===== RAW DATA =====

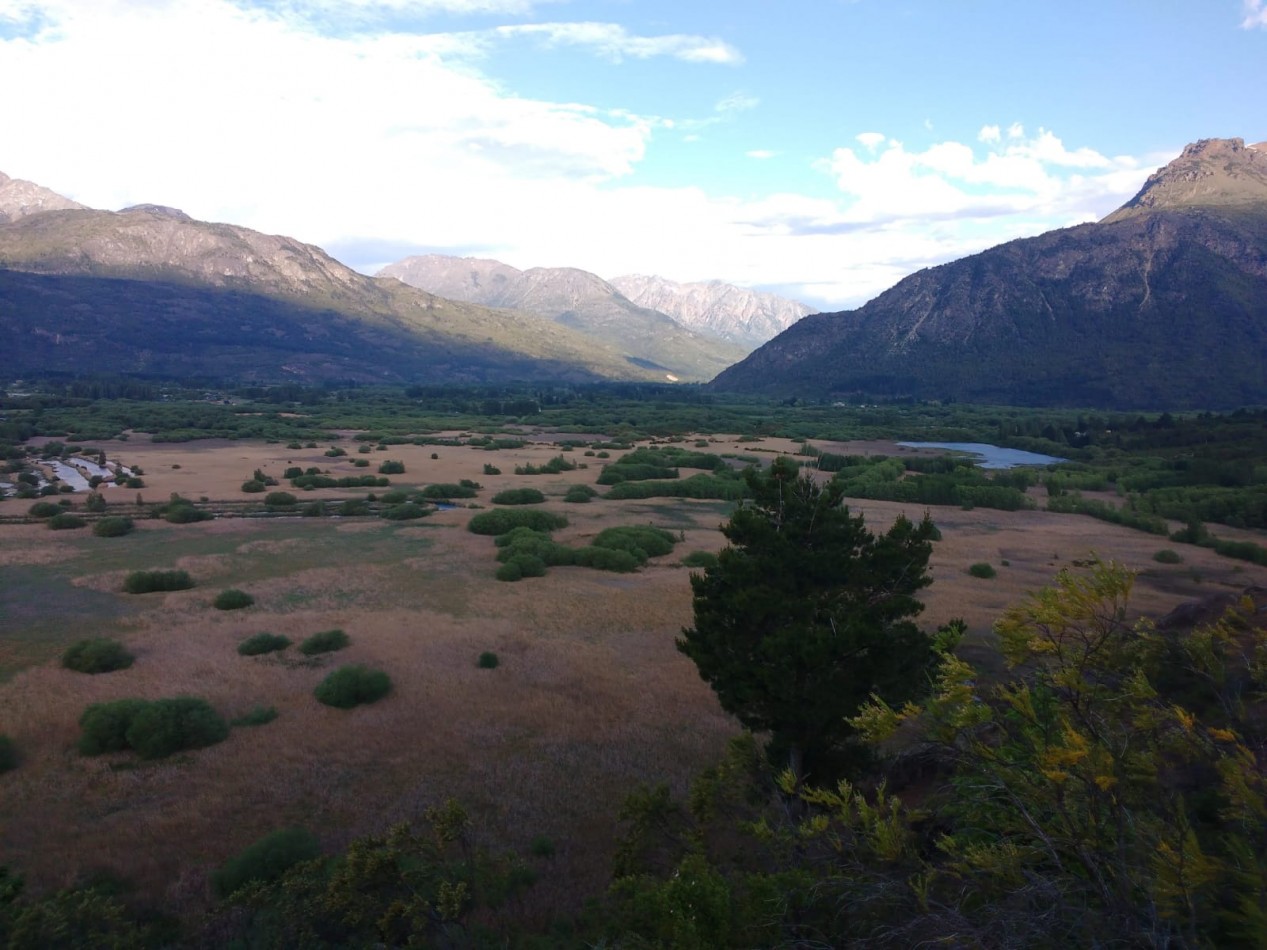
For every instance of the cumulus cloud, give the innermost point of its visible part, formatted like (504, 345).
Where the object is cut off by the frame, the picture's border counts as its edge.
(616, 43)
(1256, 14)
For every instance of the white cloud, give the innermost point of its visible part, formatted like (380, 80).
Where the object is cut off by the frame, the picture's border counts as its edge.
(613, 42)
(388, 141)
(1256, 14)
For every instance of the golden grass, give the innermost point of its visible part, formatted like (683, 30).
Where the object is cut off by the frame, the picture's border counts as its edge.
(591, 697)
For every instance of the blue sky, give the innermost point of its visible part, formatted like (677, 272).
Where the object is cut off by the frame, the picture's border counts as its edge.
(820, 148)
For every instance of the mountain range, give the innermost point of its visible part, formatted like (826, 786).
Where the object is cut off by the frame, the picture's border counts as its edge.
(148, 289)
(1163, 303)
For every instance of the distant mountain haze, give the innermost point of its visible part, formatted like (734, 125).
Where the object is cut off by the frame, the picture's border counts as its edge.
(1162, 304)
(694, 331)
(151, 290)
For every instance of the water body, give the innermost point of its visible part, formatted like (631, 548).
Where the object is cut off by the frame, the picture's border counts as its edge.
(991, 456)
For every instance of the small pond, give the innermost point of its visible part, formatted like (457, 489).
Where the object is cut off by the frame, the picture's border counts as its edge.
(990, 456)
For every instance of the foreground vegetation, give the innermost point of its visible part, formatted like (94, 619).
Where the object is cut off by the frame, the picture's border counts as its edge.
(1086, 777)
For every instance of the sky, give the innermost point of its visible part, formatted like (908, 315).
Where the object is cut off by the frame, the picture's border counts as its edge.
(817, 148)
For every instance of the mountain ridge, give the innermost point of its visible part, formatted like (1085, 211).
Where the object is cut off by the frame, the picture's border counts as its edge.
(1163, 305)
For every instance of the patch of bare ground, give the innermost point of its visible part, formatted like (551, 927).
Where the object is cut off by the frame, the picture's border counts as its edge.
(591, 697)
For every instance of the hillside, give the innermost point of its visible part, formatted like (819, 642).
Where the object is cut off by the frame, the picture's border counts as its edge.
(579, 300)
(152, 290)
(745, 317)
(1162, 304)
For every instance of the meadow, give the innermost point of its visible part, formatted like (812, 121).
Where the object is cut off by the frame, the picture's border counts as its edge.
(589, 697)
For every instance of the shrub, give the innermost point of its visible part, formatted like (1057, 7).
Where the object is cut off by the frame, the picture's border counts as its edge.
(265, 860)
(518, 495)
(8, 754)
(65, 521)
(700, 559)
(259, 716)
(541, 846)
(148, 582)
(352, 685)
(167, 726)
(498, 522)
(104, 726)
(324, 642)
(96, 655)
(521, 565)
(114, 526)
(232, 599)
(262, 644)
(446, 490)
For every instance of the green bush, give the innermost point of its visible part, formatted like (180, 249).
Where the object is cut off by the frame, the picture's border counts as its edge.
(518, 495)
(148, 582)
(104, 726)
(114, 526)
(166, 726)
(446, 490)
(404, 512)
(265, 860)
(501, 521)
(8, 754)
(324, 642)
(700, 559)
(541, 846)
(521, 565)
(352, 685)
(232, 599)
(257, 716)
(262, 644)
(96, 655)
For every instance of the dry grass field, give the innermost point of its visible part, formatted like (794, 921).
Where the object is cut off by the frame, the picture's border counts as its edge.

=====

- EXERCISE INSTRUCTIONS: Would you retype every line shown above exactly, leaving the pictures aside?

- WRITTEN SOLUTION:
For every instance of the cumulus cloud, give the innermost point of its visible part, formatted like (504, 345).
Where the object is cut off by the frame, the picture's border counts as its edge.
(616, 43)
(1256, 14)
For every instance of the white cloud, give the innermost point of its visible part, formatted like (380, 80).
Where the object is cut off by the frame, the picture's border counts as its edge.
(613, 42)
(388, 141)
(1256, 14)
For every instance of the golden grass, give the innermost point of its visible part, formatted like (683, 30).
Where the object is cut off by the frame, the picture's border counts as its edge.
(591, 697)
For every instance of the blue sky, give the innermost point of its visible part, formatted like (677, 272).
Where the object is cut off by the frame, the picture's border counts as its edge.
(820, 148)
For every instance of the mountain range, give the innermost point of its visible part, formatted like (826, 786).
Where the object is cut off by the frame, the picture's border counts as its edge.
(148, 289)
(1163, 303)
For every instance of the distant mountain haze, give the innermost point of its visible part, formatted like (734, 125).
Where the object is cut off by the frame, the picture's border counts as its edge.
(1162, 304)
(694, 331)
(151, 290)
For every instance of the water body, give the innermost point of its visible part, formatted like (631, 548).
Where the object is cut off by the frame, the picture's border counts as its edge.
(991, 456)
For every instance of the small pond, give the innermost point of its visible part, formatted like (457, 489).
Where the object is cut off by the frame, the picture's border counts as its edge.
(990, 456)
For every instance of the foreground vegetation, give the innermost point of its visible part, formatted like (94, 619).
Where the object is cut off by the frame, the picture's border counts as its edge.
(1086, 777)
For every instance of the sky, give the innermost point of its visible part, formatted like (908, 315).
Where the object is cut off by the frame, the picture's border counts as its edge.
(817, 148)
For every instance of the mountain ridge, give the innermost point of its visible part, formatted like (1085, 211).
Where the object is cut off by the frame, the picture's border counts as its edge.
(1163, 305)
For every instance of the patch of bare ground, give the innermost point of its visible part, formatted like (551, 927).
Where the object is cut off by the frame, the picture's border counts as its edge.
(591, 697)
For every instance of the hillside, give the innermost point of its visible part, formatted like (819, 642).
Where the object is cut off by the frame, the picture's border counts as its edge.
(579, 300)
(152, 290)
(745, 317)
(1162, 304)
For every instance of the meadow, give the innermost point of its visible part, formatted like (812, 121).
Where the object is cut off by the frame, the picture's border counts as its edge.
(589, 697)
For every instance of the shrub, give the innermost point of its visible part, formatted like (1057, 7).
Where the object is cut off by the frame, the picture's border counts as its edge.
(265, 860)
(518, 495)
(8, 754)
(65, 521)
(700, 559)
(259, 716)
(541, 846)
(148, 582)
(352, 685)
(167, 726)
(498, 522)
(104, 726)
(324, 642)
(96, 655)
(521, 565)
(114, 526)
(232, 599)
(262, 644)
(446, 490)
For every instance of the green bush, give the innermost point of its visible part, formatted like (180, 249).
Where the object is cut off by the frame, the picture's border counts as its edge.
(518, 495)
(148, 582)
(104, 726)
(114, 526)
(166, 726)
(446, 490)
(404, 512)
(265, 860)
(501, 521)
(8, 754)
(324, 642)
(700, 559)
(541, 846)
(521, 565)
(352, 685)
(232, 599)
(257, 716)
(262, 644)
(96, 655)
For every instance of the dry grass field, give the innermost point of its visible part, formatted like (794, 921).
Where the object is cut off by the frame, the picture's border counts as its edge.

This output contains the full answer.